TASK BRIEF. Which Gemma models does the Gemma setup guide below list as usable offline?

DOCUMENT SEGMENT.

--- START ---

Skip to main content

Gemma

You can use any of the latest Gemma models offline:

  • gemma2_9b_en.
  • gemma2_27b_en.
  • gemma2_instruct_9b_en.
  • gemma2_instruct_27b_en.

It is recommended to use the instruct versions as they adhere more closely to your commands.

Setup

Initial Setup

To start, you'll need to download the model from Kaggle. Follow these steps:

  1. Create an account on Kaggle.
  2. Go to the model page and approve the license.
  3. Generate your access token by clicking on your profile image, then 'Settings', and then the 'Create New Token' button.

These credentials will be used once to download the model. After that, all subsequent steps will run offline.

Installing Dependencies

!pip install keras-nlp
!pip install --upgrade keras>=3
!pip install --upgrade intelli

Importing the Chatbot

Import the unified offline chatbot from Intellinode:

from intelli.function.chatbot import Chatbot, ChatProvider
from intelli.model.input.chatbot_input import ChatModelInput

Using the Chatbot

Set up the model parameters:

model_params = {
"model_name": "gemma2_instruct_9b_en",
"model_params": {
"KAGGLE_USERNAME": kaggle_user,
"KAGGLE_KEY": kaggle_key
}
}

Initialize the chatbot:

gemma_bot = Chatbot(provider=ChatProvider.KERAS, options=model_params)

--- END ---

EXERCISE DATA.
--- START ---

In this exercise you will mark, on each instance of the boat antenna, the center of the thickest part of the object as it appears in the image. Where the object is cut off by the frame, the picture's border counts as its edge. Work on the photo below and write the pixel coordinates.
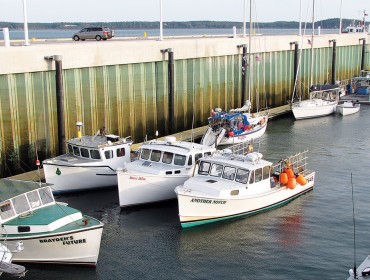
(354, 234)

--- END ---

TASK RESULT.
gemma2_9b_en
gemma2_27b_en
gemma2_instruct_9b_en
gemma2_instruct_27b_en